Task requirements >>
1: Using the text on regression and correlation, decide whether each statement agrees with it, answering yes or no and quoting the words that decide it: (a) Regression is a symmetrical relation. (b) The standard formulae for linear regression and correlation were devised in the 1890s by Karl Pearson. (c) The theory of sampling is dealt with in the text.
2: Name every person mentioned in the text on regression and correlation.
3: Set down the part of the text on regression and correlation that begins at the words "Using the notation" and stops after "used, a = 0.)".

Of course, we do not always literally want to estimate or predict the value of a variable. The value may already be known, in which case prediction would be unnecessary, or easily measured, in which case a mere estimate would be a poor substitute. The use of regression is more often in connection with hypotheses. We may want to formulate a hypothesis about the general relationship between two variables, or we may already have such a hypothesis and want to test it. Calculating a regression coefficient may suggest such a hypothesis, or put an existing one to the test.

The regression coefficient of x on y need not be the same as the regression coefficient of y on x. Regression is not a symmetrical relation. Correlation, on the other hand, is a measure of the closeness of the relationship between the x and y values. Correlation is symmetrical, since x is as closely related to y as y is to x. Another way of putting it is that regression gives the best estimate of one variable given the other, while correlation measures how good the estimate is. (This is not to be confused with the question how reliable it is, in the sense of how much it varies when different samples are taken from the same population. This is a matter for the theory of sampling, which will not be dealt with here.) The closer the relationship, as measured by the correlation coefficient, the better the estimate. A positive correlation implies that high values of one variable tend to go together with high values of the other, while a negative correlation implies that high values of one variable tend to go together with low values of the other. A zero or near-zero correlation implies that the relationship between the variables is no closer than would be expected by chance.

The Pearson Formulae

The standard formulae for linear regression and correlation were devised in the 1890s by Karl Pearson (partly anticipated by Francis Ysidro Edgeworth). They are often known as the Pearson product-moment coefficients. (Other formulae, such as the intraclass correlation coefficient, the tetrachoric correlation coefficient, or rank order correlations, may be used for certain special purposes. In general these are modifications of the Pearson formulae rather than fundamentally different approaches.) A simplified derivation of the formulae was introduced by George Udny Yule.

Using the notation explained above, the Pearson coefficient of regression of x on y can be expressed as Sxy/Sy^2, or equivalently Sxy/NVy, where the x's and y's are deviation values . The 'best estimate' for the value of x given the corresponding value of y is therefore x = a + (Sxy/Sy^2)y. (In fact, when deviation values are used, a = 0.)

The coefficient of regression of y on x can be expressed as Sxy/Sx^2, or equivalently as Sxy/NVx.

It will be noted that both regression coefficients contain the term Sxy/N. This is known as the covariance of x and y, or cov_xy. The regression coefficients can therefore also be expressed as cov_xy/Vy and cov_xy/Vx.

Dataset rows >>
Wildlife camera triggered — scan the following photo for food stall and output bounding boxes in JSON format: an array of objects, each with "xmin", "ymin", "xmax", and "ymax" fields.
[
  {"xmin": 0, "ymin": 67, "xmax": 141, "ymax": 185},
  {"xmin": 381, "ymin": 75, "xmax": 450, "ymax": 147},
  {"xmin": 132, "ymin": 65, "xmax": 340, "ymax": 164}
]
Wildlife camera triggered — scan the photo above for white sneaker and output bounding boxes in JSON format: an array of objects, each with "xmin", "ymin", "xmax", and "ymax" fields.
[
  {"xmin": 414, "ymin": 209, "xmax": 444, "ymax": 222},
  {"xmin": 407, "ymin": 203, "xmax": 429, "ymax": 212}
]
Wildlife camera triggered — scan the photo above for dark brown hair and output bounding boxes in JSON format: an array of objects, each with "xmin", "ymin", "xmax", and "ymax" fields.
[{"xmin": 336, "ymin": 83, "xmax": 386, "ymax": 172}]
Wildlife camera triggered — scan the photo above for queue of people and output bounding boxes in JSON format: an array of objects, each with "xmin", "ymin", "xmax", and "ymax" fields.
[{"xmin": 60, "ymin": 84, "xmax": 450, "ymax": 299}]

--

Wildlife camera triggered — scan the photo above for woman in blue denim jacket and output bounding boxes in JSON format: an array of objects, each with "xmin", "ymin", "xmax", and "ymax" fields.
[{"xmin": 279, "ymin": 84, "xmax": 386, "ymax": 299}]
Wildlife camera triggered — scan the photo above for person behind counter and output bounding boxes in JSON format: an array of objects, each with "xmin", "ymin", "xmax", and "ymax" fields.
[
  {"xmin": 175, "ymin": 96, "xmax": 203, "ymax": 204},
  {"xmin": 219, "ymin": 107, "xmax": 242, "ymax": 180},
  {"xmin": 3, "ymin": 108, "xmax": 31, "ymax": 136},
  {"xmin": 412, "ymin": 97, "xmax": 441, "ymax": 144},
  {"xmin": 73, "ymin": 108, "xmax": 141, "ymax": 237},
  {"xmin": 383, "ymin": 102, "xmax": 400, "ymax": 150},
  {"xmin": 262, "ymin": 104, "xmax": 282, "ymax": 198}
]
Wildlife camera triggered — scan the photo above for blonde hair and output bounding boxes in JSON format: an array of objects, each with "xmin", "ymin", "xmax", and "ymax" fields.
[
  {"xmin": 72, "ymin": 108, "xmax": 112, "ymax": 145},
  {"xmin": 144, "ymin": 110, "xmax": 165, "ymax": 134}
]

Solutions to each task >>
1:
(a) No: "Regression is not a symmetrical relation."
(b) Yes: "The standard formulae for linear regression and correlation were devised in the 1890s by Karl Pearson"
(c) No: "This is a matter for the theory of sampling, which will not be dealt with here."

2: Karl Pearson, Francis Ysidro Edgeworth, George Udny Yule

3:
Using the notation explained above, the Pearson coefficient of regression of x on y can be expressed as Sxy/Sy^2, or equivalently Sxy/NVy, where the x's and y's are deviation values . The 'best estimate' for the value of x given the corresponding value of y is therefore x = a + (Sxy/Sy^2)y. (In fact, when deviation values are used, a = 0.)